[Records for this task]
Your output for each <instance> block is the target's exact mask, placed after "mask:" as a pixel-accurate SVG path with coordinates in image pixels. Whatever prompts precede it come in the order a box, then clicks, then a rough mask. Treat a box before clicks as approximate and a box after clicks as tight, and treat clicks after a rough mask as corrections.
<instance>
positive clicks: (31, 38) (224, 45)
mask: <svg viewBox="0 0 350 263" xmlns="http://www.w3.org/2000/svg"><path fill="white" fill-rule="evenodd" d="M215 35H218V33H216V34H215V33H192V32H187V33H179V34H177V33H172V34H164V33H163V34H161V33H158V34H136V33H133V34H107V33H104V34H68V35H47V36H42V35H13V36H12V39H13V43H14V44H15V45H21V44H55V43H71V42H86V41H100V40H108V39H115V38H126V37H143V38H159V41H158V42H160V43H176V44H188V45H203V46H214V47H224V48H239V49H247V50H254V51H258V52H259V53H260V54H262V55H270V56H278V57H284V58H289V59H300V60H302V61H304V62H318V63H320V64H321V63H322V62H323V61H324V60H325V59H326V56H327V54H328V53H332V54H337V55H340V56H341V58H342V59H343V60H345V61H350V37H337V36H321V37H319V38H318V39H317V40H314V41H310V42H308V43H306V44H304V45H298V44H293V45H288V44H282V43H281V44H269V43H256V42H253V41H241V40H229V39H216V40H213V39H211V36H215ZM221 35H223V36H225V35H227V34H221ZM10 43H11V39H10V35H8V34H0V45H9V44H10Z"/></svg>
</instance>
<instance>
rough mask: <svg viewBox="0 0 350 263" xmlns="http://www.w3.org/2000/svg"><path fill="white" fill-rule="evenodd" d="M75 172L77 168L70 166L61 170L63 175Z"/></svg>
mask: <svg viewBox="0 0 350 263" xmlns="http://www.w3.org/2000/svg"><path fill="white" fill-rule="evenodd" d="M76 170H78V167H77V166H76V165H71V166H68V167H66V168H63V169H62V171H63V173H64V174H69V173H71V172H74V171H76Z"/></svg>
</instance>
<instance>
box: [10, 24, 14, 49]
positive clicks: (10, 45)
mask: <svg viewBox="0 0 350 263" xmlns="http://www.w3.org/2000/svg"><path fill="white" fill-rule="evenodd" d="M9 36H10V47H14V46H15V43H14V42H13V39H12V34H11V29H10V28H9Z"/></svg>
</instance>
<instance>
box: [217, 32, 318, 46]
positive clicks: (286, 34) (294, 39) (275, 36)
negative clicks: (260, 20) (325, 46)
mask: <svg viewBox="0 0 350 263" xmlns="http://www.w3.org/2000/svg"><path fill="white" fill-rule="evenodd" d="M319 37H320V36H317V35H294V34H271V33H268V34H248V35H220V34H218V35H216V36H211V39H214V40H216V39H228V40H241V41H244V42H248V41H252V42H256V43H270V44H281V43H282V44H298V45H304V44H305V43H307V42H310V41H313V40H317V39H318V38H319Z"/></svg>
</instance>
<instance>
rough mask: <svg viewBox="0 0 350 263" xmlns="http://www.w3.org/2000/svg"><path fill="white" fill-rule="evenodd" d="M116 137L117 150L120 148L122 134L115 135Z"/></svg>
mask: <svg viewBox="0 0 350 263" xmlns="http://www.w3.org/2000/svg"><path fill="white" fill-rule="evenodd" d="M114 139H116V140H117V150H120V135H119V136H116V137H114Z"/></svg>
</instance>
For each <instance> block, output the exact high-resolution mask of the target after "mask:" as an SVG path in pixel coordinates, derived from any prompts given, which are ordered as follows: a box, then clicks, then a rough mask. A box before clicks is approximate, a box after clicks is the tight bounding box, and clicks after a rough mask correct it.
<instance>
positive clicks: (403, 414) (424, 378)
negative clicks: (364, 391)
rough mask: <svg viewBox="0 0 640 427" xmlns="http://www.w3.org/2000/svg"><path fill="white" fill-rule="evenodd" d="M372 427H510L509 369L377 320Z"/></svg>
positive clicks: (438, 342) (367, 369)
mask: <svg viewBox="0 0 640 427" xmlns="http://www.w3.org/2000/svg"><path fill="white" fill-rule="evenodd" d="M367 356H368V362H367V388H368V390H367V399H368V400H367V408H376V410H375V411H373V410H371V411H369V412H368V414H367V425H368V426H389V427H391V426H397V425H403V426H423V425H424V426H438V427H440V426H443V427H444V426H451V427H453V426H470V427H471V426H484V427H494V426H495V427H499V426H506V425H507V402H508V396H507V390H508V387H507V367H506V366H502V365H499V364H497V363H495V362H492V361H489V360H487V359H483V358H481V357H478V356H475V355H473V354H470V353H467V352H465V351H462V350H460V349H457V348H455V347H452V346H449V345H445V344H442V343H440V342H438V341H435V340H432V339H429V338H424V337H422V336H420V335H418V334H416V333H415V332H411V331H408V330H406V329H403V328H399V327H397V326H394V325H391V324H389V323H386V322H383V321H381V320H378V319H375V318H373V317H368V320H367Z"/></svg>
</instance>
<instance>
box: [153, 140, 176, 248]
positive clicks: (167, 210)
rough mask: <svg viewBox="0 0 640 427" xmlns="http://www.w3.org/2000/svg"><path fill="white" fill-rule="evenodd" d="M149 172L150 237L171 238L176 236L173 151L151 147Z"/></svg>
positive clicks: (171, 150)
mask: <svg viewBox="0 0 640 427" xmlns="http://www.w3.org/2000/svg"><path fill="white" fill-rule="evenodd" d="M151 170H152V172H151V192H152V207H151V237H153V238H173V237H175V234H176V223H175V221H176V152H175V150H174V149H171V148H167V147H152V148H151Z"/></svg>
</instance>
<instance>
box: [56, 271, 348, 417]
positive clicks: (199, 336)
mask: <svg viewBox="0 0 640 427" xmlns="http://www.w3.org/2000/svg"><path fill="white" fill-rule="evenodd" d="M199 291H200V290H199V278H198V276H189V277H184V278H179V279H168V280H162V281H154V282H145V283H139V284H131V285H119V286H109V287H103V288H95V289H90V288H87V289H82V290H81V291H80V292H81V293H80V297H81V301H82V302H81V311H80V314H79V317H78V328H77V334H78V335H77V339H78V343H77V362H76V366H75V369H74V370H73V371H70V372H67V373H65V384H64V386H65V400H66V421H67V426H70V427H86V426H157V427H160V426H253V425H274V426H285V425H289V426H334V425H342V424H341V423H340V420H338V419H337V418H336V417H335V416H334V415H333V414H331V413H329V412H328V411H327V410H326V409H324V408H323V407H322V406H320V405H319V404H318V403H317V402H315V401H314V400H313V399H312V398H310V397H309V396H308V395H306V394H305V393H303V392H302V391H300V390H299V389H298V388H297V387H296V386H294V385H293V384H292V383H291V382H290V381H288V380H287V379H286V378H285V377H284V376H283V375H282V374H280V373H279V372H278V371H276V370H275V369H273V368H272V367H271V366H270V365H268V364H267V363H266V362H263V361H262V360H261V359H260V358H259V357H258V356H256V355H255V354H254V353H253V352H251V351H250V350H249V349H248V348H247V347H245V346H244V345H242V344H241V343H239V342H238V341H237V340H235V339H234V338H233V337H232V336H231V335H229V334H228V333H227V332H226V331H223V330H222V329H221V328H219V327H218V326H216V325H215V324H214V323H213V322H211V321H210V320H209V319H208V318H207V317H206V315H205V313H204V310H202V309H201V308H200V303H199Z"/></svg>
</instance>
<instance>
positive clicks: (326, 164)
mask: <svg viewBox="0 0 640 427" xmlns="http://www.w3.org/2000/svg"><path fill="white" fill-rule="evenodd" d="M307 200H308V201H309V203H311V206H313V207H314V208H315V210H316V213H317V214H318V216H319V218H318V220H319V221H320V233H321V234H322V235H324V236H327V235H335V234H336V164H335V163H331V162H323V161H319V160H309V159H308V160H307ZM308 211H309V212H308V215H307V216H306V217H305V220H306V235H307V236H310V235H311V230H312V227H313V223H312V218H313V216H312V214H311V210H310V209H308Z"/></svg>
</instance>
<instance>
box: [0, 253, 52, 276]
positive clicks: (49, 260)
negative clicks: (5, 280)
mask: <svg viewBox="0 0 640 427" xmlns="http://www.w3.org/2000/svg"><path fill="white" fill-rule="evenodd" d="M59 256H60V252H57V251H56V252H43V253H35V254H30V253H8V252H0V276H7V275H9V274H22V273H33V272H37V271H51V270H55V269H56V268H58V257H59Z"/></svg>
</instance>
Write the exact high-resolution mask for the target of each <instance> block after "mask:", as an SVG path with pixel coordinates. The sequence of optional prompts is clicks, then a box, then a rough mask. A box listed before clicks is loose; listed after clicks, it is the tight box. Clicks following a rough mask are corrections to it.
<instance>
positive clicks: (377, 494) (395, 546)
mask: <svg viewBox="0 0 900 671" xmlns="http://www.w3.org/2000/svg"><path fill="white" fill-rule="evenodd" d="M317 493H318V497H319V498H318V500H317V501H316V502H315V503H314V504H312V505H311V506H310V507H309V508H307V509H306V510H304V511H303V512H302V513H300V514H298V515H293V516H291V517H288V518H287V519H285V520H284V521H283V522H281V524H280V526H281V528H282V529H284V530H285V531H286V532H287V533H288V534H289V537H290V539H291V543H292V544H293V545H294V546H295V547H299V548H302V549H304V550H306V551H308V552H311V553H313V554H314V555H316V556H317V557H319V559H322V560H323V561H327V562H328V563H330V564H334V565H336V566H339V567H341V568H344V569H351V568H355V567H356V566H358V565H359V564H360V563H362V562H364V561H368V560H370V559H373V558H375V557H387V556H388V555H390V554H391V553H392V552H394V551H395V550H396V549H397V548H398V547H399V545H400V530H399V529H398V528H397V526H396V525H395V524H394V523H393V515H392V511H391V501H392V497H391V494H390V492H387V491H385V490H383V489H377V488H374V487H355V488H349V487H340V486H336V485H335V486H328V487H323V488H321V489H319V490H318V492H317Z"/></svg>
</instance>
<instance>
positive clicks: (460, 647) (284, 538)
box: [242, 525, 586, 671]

[Your assignment] How many lines of the rows above contain the word "prompts"? Case counts, so reply with only the number.

[Expected answer] 3